> **引用文本**
────────

强化学习收敛性分析工具-1
Introduction
这一系列的文章主要是对强化学习中收敛性分析常用到的一些工具进行整理学习, 对分析工具进行整理有助于对结构的敏感度的提升以及相关直觉的形成.
第一节的内容主要参考 这篇文章, 同时补充了一些省略的证明过程.
Notation


\[\begin{align}
V^{\pi}(s) & := \mathbb{E}[\sum_{t=0}^{\infty}\gamma^t r_t | s_0=s,\pi] \tag{1}\\
Q^{\pi}(s,a) & := \mathbb{E}[\sum_{t=0}^{\infty}\gamma^t r_t | s_0=s,a_0=a,\pi] \tag{2}\\
A^{\pi}(s,a) & := Q^{\pi}(s,a)-V^{\pi}(s) \tag{3}
\end{align}
\]
为了简化表述, 我们给出如下定义:
\[\begin{align}
V^{\pi}({\mu}) & := \mathbb{E}_{s\sim\mu}[V^{\pi}(s)]\tag{4}\\
V(\pi) & := V^{\pi}({\mu}) \tag{5}\\
V(\theta) & := V(\pi_{\theta}) \tag{6}
\end{align}
\]
因此, 强化学习的目标可以被表述成:
\[\max_{\pi}V^{\pi}(\mu)

────────

> **任务说明**
请根据引用文本回答：这一系列文章主要整理学习的是什么？ 后面的条目是独立的材料，与引用文本无关。

────────

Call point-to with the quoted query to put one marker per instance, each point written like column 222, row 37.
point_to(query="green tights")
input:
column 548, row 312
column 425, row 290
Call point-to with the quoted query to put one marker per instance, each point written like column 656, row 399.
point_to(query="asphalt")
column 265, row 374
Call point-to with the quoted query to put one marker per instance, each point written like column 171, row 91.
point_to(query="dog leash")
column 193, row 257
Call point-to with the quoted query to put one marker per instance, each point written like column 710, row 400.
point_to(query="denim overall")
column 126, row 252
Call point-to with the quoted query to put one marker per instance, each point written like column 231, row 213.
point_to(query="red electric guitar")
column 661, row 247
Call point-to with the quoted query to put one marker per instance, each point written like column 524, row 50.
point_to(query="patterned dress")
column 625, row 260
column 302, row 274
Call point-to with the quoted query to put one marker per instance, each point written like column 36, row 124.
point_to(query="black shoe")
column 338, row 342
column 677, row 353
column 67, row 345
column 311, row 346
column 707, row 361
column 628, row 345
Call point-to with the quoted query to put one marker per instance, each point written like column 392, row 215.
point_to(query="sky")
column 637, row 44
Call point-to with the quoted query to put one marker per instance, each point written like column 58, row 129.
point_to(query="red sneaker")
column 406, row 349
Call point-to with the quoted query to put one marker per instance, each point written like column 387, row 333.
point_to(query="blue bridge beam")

────────

> **书面回答**
强化学习中收敛性分析常用到的一些工具。